## TASK DETAILS
Copy the part of the passage on MAC clauses that opens with the words containing "It has been" and closes with "a material adversity.", replacing "acquirer" with "buyer".

[PAGE EXCERPT]

It has been observed that the courts in US and UK have taken a strict interpretation of the MAC clause and generally have not allowed the acquirer to withdraw from a transaction on the basis of a “material adversity”. In several cases where there has been a delay by the adjudicating authorities or any pending case or an unusual delay due to misrepresentation or misstatement in the open offer, the courts have not construed it to be a material adversity.

In the absence of precedents on this issue, another way in which an acquirer may withdraw from a contract is by invoking Sections 32[13] or 56[14] of the Indian Contract Act, 1872. The entire purpose of a MAC clause is to allow the acquirer to escape the obligation of performance when any event that affects it renders it incapable of performing such an obligation.

Whether COVID can be treated as a material event

It is abundantly clear from the aforementioned analysis of the precedents of various jurisdictions that the interpretation of what constitutes a ‘material event’ will differ from case to case. Several factors such as the language of the clause, the severity or the durational impact of the event, impact on the industry in general and business in specific, etc. Some industries have suffered a direct impact whereas some industries saw growth due to the need for essentials. Hospitality and travel industry among other small, micro and medium industries including all the other offices un-equipped with the provision of work from home facility have taken a hit. On the other hand, industries dealing in food, consumer goods, essential supplies such as sanitization material have seen a boom due to increased demand.

[/PAGE EXCERPT]
[SUPPLIED DATA]

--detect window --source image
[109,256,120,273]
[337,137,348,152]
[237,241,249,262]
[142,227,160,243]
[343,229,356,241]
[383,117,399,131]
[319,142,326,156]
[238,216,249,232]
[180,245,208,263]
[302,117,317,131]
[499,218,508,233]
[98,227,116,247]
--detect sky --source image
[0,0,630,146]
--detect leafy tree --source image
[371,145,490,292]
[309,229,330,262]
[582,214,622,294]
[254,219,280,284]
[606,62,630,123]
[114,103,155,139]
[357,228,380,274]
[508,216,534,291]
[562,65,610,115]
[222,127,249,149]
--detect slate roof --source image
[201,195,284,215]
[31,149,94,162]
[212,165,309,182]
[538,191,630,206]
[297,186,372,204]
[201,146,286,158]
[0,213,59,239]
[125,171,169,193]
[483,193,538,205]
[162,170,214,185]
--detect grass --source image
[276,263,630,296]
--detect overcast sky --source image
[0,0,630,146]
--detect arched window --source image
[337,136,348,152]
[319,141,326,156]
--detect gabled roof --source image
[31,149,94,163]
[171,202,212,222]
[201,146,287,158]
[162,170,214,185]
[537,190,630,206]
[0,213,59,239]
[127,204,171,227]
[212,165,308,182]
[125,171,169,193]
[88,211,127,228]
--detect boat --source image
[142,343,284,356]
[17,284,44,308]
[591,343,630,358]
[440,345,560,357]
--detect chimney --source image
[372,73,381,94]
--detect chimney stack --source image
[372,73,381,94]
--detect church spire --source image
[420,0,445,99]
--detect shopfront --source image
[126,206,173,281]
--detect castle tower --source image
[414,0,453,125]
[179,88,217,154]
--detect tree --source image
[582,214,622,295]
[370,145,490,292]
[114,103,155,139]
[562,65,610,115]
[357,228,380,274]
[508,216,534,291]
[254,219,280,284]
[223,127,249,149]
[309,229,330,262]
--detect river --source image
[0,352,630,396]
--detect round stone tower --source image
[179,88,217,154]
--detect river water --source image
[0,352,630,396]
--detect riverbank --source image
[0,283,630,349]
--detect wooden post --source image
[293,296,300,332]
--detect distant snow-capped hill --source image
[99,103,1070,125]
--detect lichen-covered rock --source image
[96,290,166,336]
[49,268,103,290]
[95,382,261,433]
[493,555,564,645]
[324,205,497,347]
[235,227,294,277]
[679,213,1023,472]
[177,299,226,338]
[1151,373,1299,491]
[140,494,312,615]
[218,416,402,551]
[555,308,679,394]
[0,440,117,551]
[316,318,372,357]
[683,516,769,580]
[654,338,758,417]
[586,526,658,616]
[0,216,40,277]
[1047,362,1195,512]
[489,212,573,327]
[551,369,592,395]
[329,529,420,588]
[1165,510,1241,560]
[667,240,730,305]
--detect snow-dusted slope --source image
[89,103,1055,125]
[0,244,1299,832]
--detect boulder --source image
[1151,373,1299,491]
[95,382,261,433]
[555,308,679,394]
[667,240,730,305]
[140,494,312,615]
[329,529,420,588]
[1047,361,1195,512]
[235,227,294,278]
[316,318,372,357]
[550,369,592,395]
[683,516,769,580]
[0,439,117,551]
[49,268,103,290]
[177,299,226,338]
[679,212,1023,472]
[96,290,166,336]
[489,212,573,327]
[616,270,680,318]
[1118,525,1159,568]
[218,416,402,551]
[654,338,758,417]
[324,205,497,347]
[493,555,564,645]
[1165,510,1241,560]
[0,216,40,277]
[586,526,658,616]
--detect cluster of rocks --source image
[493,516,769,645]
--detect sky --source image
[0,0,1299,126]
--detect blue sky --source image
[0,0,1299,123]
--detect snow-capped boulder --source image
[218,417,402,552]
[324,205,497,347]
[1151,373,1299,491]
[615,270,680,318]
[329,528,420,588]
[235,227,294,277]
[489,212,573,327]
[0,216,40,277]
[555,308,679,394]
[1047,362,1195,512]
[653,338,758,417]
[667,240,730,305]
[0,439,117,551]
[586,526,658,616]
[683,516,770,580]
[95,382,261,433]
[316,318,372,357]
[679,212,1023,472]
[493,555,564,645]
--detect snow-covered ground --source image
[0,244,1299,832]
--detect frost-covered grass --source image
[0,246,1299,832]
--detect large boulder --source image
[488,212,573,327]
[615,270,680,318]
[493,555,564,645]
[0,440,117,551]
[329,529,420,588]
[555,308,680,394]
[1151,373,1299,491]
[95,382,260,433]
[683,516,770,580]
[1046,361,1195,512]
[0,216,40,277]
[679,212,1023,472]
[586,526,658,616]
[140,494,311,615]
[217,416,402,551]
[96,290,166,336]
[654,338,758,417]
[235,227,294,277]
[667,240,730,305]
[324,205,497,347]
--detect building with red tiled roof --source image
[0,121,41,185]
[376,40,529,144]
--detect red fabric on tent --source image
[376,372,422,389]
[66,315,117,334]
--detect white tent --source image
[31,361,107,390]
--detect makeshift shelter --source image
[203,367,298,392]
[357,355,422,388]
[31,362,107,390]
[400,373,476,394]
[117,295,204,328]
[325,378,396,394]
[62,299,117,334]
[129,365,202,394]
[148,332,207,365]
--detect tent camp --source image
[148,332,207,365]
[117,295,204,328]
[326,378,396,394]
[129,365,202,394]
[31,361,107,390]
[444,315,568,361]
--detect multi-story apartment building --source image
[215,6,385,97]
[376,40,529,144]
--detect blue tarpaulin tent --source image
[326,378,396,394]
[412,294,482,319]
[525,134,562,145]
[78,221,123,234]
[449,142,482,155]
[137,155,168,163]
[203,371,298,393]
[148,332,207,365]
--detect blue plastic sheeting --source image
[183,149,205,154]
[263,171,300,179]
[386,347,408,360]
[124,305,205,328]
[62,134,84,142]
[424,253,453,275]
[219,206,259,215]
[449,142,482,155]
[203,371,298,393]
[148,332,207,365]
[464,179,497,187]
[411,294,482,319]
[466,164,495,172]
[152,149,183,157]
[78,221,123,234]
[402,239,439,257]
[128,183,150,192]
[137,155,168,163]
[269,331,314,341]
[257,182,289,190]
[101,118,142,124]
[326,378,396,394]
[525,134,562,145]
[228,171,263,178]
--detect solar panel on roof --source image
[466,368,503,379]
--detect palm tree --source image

[/SUPPLIED DATA]

## ANSWER AREA
It has been observed that the courts in US and UK have taken a strict interpretation of the MAC clause and generally have not allowed the buyer to withdraw from a transaction on the basis of a “material adversity”. In several cases where there has been a delay by the adjudicating authorities or any pending case or an unusual delay due to misrepresentation or misstatement in the open offer, the courts have not construed it to be a material adversity.